| PROBLEM A |
Count the lines in the entries below that contain the word "sparrow". Reply with the number only.

[BEGIN TEXT BLOCK]

Lhasa de Sela

I wanted to take a break from writing about equipment and the film/TV biz to talk about an artist that really inspired me in a huge way. Back in 2003, I had really grown tired of Rock music, or really anything very mainstream. I had been introduced to the concept of “World Music” a couple of years before (not counting what I knew about Ravi Shankar and what George Harrison promoted musically), so I was starting to get a taste of how music could sound if the objective was not to make a hit according to MTV standards.

My roommates and I were planning to go to France on vacation at the most affordable time for us, which was during the winter time. At this point I was living in a house in Escondido, California with three of my friends, two of which were going on the trip with me. At the time I was going to community college, managing two bands, and working a part time job as a sign maker. By the time I was going to go to France, my boss had forgotten that I had put in for time off, and so I was let go.

Anyway, we flew into Charles de Gaulle, and proceeded to begin our two weeks in Paris at the cheapest hotels we could find. We did however venture into any record store that we saw because we all loved music and were interested in exploring what France had to offer.

January 2004 saw the release of the second album by an artist I would learn to be Lhasa de Sela. Her first album, “La Llorona” was being displayed in the listening stations at one of the stores we wandered into. As was my custom, I’d listen to everything on display, and within the first 30 seconds of the first track “De Cara a la Pared” I was hooked. I skipped ahead and listened to bits of a couple of other tracks, and decided that I was going home with a copy. I did not realize it at the time, but there was a second album out, but the store either was out of copies or I just neglected to look. Either way, it wouldn’t be until a few months later that I would discover it.

“La Llorona” is entirely in Spanish, and is masterfully done on all levels: writing, singing, playing, recording, mixing. I was just blown away at every turn. I don’t think I had ever heard someone sing with such passion, and show such reverence for culture and folklore, but done so beautifully. Most traditional music from various countries and cultures has beautiful elements, but the catalogue is often a lot of the same sounding thing, as opposed to a variety of songs, each with their own voice, story, musicality, and soul. However, these are all things that I found with Lhasa, and even to this day, fourteen years later I still go back and listen with awe.

[END TEXT BLOCK]
[BEGIN LISTING]

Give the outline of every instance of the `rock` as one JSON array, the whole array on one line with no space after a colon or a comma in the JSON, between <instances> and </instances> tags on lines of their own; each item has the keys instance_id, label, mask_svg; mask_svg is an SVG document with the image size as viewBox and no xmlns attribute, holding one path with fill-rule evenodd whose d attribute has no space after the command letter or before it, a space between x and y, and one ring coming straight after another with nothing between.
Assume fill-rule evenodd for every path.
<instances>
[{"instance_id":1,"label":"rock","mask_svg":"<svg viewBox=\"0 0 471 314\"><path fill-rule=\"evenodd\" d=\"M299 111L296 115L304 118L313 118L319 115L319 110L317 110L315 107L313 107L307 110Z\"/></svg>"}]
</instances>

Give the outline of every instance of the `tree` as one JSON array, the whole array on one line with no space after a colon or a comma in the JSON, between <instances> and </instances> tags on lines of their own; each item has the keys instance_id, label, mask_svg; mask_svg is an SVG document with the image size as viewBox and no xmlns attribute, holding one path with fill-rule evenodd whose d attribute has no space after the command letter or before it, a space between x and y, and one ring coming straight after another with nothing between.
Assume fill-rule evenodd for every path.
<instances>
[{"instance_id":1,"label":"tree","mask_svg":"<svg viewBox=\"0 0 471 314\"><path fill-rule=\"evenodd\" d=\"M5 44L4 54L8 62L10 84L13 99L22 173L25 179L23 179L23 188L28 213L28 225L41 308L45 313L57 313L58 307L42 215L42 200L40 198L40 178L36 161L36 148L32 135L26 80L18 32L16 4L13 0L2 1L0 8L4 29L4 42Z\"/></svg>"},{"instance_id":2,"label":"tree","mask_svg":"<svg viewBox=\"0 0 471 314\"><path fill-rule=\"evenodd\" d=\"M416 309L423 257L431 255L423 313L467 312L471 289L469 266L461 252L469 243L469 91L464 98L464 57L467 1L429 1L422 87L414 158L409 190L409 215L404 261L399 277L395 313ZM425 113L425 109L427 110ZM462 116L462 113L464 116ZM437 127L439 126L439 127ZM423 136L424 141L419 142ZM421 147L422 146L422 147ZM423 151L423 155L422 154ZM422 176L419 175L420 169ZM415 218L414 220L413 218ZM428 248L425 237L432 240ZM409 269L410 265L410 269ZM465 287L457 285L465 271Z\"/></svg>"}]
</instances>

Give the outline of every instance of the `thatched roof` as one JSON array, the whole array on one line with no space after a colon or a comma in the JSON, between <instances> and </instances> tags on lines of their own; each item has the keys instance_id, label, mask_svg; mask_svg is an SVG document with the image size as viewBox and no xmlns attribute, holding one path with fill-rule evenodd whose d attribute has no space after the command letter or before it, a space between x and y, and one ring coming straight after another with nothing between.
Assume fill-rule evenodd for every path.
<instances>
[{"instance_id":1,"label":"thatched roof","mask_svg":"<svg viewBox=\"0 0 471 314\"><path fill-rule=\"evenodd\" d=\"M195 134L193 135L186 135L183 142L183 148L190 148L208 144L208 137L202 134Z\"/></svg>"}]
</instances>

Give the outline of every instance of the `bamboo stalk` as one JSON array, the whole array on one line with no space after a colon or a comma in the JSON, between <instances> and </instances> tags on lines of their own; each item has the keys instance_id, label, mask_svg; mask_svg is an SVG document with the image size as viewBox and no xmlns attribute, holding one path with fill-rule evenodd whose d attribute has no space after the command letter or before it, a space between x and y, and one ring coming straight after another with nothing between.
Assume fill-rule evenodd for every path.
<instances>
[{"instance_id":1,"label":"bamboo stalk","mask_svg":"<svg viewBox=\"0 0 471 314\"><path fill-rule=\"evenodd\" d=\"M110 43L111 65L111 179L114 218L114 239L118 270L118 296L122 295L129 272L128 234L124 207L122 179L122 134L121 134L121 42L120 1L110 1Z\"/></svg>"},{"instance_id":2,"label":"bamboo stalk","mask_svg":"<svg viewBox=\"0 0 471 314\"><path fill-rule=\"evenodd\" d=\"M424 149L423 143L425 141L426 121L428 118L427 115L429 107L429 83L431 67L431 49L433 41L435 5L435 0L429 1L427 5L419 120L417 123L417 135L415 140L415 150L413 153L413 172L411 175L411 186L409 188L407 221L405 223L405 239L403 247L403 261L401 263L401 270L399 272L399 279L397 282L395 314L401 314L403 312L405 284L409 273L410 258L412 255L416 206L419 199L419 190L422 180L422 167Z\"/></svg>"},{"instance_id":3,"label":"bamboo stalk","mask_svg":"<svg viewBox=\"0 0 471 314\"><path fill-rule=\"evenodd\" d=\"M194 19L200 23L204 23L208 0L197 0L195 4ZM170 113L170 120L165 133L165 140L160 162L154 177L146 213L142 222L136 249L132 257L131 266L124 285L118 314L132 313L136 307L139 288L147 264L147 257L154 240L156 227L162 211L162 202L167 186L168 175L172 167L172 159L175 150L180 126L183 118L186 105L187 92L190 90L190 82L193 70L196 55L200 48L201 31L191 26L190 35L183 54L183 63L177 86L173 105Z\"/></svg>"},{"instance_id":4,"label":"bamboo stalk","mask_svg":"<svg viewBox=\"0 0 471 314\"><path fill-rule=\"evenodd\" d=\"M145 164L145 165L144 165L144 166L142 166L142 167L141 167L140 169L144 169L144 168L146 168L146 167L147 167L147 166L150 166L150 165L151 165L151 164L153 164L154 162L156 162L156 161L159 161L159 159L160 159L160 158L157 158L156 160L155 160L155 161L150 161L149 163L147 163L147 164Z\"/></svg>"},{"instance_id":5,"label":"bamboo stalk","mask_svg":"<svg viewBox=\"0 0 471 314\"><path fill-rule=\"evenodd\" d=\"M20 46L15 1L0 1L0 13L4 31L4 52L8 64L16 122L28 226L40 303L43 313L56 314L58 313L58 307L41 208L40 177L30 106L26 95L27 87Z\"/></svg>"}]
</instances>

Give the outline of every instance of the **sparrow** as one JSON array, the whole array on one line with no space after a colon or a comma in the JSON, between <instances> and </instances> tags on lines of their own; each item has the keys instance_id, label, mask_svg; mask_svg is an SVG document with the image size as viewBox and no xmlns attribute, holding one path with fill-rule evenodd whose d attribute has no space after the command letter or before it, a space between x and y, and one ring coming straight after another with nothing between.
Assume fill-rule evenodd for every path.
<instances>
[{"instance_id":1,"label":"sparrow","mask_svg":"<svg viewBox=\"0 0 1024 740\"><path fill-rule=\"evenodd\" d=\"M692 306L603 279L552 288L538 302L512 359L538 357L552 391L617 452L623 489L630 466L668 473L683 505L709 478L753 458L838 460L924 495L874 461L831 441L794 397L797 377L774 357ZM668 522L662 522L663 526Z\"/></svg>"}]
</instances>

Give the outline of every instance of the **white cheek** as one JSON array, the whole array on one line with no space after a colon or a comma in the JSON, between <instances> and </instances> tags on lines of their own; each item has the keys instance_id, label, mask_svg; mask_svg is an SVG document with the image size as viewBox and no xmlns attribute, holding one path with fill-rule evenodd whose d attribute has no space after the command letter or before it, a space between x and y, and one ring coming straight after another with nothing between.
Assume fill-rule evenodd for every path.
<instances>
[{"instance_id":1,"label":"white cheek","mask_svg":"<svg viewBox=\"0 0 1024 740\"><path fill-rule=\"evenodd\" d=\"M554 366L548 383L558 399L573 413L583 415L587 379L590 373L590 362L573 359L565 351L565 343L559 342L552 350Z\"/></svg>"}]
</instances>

[END LISTING]
[BEGIN LISTING]

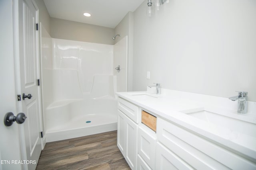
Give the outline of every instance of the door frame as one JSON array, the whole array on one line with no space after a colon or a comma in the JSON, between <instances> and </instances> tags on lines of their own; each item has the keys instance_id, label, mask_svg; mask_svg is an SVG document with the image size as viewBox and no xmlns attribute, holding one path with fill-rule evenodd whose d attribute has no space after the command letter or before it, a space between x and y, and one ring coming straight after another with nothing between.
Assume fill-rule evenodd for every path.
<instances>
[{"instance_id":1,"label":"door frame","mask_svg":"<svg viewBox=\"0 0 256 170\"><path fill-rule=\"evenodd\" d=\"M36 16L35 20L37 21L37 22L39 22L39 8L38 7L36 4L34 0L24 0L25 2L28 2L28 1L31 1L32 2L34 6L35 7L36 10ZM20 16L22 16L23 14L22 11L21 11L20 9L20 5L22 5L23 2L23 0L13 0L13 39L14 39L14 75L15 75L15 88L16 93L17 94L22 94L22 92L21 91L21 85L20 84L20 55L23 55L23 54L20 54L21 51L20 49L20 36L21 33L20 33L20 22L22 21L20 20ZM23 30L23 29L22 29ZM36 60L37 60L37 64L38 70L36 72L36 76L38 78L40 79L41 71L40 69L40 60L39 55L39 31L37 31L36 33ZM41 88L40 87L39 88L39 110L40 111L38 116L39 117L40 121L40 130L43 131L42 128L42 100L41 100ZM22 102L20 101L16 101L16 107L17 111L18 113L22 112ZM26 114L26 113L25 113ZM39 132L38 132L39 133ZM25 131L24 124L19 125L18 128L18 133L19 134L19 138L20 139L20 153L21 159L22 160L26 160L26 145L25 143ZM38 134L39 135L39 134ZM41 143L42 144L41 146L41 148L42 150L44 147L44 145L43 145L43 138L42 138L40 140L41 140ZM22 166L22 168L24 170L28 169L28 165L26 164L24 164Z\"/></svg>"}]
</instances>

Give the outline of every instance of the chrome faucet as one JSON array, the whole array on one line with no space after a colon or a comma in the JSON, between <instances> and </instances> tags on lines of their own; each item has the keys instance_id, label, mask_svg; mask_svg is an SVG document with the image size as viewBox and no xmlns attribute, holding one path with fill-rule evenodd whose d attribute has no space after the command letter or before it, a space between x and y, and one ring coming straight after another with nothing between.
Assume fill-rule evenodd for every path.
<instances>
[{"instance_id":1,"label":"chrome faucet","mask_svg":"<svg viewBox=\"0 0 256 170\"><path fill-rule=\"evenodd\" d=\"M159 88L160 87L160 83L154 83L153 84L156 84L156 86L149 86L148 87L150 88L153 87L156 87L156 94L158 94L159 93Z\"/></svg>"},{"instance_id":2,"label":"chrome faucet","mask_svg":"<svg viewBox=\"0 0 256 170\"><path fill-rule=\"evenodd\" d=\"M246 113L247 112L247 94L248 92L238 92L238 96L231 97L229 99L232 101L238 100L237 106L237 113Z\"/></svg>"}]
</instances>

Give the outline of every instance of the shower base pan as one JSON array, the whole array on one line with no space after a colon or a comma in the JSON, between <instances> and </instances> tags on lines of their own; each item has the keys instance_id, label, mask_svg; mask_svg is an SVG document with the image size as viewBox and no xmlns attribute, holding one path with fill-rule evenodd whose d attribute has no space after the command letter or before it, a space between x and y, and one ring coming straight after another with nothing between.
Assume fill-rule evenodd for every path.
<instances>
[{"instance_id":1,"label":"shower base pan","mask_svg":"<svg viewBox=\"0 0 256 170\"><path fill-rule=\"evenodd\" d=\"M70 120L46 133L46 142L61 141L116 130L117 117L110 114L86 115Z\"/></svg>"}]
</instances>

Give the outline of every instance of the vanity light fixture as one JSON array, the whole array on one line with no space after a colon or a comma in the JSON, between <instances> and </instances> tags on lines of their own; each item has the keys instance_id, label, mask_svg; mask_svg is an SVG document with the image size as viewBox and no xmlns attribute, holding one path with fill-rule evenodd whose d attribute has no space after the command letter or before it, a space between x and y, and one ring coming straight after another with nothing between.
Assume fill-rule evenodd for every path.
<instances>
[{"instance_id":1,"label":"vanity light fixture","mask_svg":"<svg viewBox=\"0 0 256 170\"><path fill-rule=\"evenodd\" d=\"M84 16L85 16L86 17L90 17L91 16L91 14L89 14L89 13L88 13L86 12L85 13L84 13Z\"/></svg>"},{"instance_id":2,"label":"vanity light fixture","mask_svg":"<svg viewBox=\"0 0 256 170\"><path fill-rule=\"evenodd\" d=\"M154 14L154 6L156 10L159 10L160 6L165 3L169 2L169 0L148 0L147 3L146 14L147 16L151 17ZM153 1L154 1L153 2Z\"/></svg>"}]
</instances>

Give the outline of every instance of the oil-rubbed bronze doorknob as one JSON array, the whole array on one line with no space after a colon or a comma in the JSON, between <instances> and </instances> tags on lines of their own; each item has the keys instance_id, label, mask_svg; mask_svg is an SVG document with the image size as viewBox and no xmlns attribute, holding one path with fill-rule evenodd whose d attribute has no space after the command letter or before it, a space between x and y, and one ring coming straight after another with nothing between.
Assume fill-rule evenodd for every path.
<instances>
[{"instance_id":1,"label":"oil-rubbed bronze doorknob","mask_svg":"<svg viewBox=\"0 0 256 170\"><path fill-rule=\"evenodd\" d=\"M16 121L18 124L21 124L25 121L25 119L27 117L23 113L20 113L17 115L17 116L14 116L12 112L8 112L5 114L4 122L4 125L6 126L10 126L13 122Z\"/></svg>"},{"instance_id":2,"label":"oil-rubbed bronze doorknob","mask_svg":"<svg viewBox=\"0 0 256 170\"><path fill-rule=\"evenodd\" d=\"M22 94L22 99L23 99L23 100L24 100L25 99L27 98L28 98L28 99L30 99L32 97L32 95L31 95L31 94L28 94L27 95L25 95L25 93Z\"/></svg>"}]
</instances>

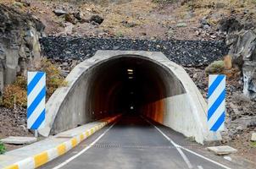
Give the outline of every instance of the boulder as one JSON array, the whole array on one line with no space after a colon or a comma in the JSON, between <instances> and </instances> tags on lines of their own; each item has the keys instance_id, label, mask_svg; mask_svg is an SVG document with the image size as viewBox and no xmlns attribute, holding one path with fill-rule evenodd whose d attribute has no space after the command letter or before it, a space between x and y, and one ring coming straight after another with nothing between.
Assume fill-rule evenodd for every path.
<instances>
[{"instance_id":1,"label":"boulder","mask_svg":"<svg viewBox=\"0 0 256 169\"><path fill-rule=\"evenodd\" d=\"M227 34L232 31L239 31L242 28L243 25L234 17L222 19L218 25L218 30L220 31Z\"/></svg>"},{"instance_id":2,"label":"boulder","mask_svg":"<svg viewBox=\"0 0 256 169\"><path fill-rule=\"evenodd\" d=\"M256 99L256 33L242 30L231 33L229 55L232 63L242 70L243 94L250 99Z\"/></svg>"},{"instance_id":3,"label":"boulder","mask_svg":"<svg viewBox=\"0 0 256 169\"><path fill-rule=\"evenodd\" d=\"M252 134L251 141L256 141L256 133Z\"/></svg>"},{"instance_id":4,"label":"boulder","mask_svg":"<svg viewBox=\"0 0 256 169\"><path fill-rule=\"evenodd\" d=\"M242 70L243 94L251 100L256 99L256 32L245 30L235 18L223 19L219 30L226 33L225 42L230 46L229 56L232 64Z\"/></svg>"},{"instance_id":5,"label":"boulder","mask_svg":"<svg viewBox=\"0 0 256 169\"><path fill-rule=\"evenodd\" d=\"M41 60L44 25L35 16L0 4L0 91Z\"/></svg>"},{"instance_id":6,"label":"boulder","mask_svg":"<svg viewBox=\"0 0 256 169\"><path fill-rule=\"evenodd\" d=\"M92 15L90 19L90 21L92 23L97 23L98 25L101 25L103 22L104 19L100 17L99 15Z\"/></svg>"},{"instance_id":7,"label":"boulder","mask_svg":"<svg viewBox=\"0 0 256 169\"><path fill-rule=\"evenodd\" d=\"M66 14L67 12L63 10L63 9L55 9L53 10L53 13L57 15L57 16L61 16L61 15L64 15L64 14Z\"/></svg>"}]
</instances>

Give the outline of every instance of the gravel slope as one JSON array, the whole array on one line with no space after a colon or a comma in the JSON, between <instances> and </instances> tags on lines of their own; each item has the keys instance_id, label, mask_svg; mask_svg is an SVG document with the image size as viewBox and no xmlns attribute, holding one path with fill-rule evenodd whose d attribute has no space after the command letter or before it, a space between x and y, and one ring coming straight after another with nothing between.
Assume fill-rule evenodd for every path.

[END LISTING]

| PROBLEM B |
Decide whether each statement agrees with the Lhasa de Sela post above. Answer yes or no for each and quote the words from the post that decide it.
(i) The writer flew into Charles de Gaulle and spent two weeks in Paris.
(ii) "La Llorona" is sung in French.
(iii) The trip to France took place in the summer.

| EXERCISE RESPONSE A |
2

| EXERCISE RESPONSE B |
(i) Yes: "we flew into Charles de Gaulle, and proceeded to begin our two weeks in Paris"
(ii) No: "“La Llorona” is entirely in Spanish"
(iii) No: "which was during the winter time"